(Stored data entries)
»»

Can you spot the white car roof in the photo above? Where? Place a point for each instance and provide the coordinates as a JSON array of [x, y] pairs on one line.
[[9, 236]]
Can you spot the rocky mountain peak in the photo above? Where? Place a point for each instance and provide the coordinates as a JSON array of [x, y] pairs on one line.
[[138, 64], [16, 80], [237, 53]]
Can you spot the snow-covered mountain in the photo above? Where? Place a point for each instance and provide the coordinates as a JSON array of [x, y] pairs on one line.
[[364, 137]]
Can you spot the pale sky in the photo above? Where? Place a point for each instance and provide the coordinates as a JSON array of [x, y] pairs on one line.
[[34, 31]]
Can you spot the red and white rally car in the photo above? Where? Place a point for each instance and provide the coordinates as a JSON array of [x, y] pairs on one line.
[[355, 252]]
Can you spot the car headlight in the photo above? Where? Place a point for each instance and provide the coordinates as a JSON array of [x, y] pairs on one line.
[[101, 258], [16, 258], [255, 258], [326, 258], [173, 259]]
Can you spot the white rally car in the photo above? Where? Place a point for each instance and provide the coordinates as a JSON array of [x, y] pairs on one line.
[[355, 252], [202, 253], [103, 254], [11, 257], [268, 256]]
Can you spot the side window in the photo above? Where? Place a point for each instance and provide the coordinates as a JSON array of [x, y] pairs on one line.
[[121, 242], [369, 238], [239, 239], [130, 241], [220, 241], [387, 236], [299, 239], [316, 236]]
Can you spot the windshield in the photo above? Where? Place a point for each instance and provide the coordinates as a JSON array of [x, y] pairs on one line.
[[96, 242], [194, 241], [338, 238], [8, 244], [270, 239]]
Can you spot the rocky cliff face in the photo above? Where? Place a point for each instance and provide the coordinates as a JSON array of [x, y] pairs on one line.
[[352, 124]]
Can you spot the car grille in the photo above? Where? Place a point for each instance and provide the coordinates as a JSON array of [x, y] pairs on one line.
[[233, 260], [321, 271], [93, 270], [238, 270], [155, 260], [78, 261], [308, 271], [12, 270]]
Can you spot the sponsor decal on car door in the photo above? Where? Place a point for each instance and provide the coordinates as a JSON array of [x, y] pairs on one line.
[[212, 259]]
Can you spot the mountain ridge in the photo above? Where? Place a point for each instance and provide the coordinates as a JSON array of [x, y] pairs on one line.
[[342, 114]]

««

◆ TASK
Starting at the line with "Can you spot the mountain", restate each line through the end of the records, both ends included, and stop there.

◆ OUTPUT FOR THIS EXERCISE
Can you spot the mountain ridge in the photo above? Where? Place a point for each instance and provide the coordinates as a JSON array of [x, y] pairs on one line.
[[342, 114]]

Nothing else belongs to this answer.